■ Prompt
Here the job is to transcribe the data exactly while omitting the images.

[Extracted records]
--

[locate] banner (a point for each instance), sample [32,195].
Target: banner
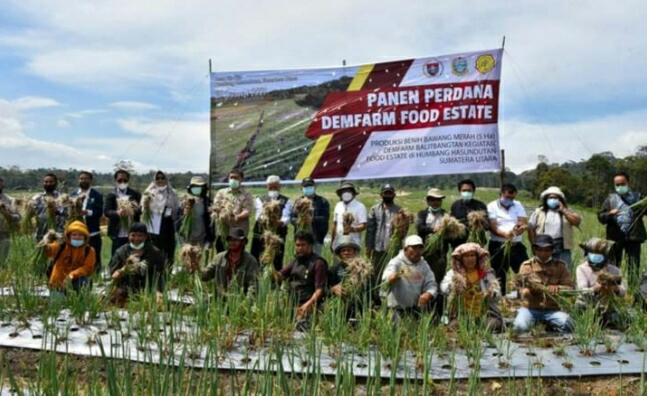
[414,117]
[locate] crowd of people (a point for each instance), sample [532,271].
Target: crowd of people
[412,279]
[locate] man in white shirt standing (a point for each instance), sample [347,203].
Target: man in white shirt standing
[273,184]
[348,204]
[508,222]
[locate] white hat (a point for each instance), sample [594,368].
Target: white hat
[413,240]
[552,190]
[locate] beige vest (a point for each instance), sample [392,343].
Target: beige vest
[567,228]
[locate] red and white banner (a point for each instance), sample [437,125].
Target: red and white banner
[435,115]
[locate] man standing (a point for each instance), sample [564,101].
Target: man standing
[624,226]
[49,212]
[136,266]
[378,230]
[307,275]
[285,204]
[508,222]
[9,219]
[465,205]
[117,228]
[539,280]
[92,212]
[411,284]
[320,215]
[349,217]
[234,265]
[236,198]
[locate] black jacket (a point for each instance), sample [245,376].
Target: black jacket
[614,233]
[95,205]
[155,270]
[321,217]
[110,209]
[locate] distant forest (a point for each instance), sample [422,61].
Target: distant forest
[585,182]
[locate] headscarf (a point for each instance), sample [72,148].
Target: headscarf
[470,247]
[162,197]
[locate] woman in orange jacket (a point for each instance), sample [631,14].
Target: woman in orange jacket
[73,260]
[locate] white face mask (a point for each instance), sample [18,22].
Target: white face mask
[347,196]
[137,247]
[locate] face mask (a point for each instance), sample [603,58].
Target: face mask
[347,196]
[77,242]
[137,247]
[467,195]
[552,203]
[595,259]
[506,202]
[622,190]
[309,191]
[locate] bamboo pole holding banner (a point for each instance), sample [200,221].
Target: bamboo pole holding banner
[213,136]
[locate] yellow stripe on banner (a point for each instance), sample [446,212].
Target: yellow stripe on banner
[360,77]
[322,142]
[314,156]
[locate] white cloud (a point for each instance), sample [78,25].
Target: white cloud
[133,105]
[620,134]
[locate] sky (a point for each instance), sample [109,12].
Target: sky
[85,84]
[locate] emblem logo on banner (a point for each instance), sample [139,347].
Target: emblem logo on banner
[485,63]
[433,68]
[459,66]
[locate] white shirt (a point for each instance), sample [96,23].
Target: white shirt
[359,213]
[506,219]
[552,225]
[285,214]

--

■ Finished task
[locate] banner (a point for each instance), sample [32,195].
Target: banner
[414,117]
[locate] crowd of people (a point for each instance), sample [532,271].
Target: crowd of people
[412,279]
[locate] man in white shirt standing (a point for each instance), sample [347,203].
Target: man in white shirt standing
[273,184]
[348,204]
[508,222]
[locate] white hat (a point for each instance), sample [594,368].
Target: white hat
[413,240]
[552,190]
[locate] beige vest (a point for each instance), sample [392,343].
Target: beige vest
[567,228]
[locate] red and white banner (a point for each instance), sample [437,125].
Target: red and white banner
[435,115]
[locate] man standing (a point for each instance), sample [564,101].
Target: man standing
[624,226]
[49,212]
[136,266]
[378,230]
[307,275]
[285,204]
[508,222]
[9,219]
[465,205]
[117,228]
[539,280]
[92,212]
[411,284]
[320,215]
[349,217]
[234,265]
[236,198]
[locate] black jacket (a point for each instance), sample [245,376].
Target: black jacket
[614,233]
[95,205]
[155,270]
[321,217]
[110,209]
[locate] distant forest (a point for each instance), sample [422,61].
Target: distant forest
[585,182]
[locate] headscarf (a point for each instance), sample [72,148].
Target: headscarf
[470,247]
[162,197]
[locate] woman in orange jacket (a point for each instance), sample [631,14].
Target: woman in orange jacket
[73,260]
[locate] white face mask (a point for each instance), sample [18,22].
Target: white face mask
[347,196]
[137,247]
[locate] face mask (a point for each instance), sample [603,58].
Target: face mask
[347,196]
[77,242]
[137,247]
[467,195]
[552,203]
[595,259]
[506,202]
[622,190]
[309,191]
[locate] bamboo pole holding banner (a point for each instance), sample [200,221].
Target: bamboo pole holding banner
[213,136]
[locate] yellow stripe on banner (a point for each instance), sample [446,212].
Target: yellow stripe on banner
[360,77]
[322,142]
[314,156]
[locate] white cloud (a point for each instance), sample [78,25].
Target: white cloud
[133,105]
[620,134]
[locate] sky (a point for each instance), sample [109,12].
Target: sky
[85,84]
[locate] emblem logo on banner (a point for each instance), sample [139,347].
Target: emblem logo on banner
[485,63]
[433,68]
[459,66]
[locate] white shirt (a point for each instance), sample [96,23].
Target: white shirt
[359,213]
[506,219]
[552,225]
[285,214]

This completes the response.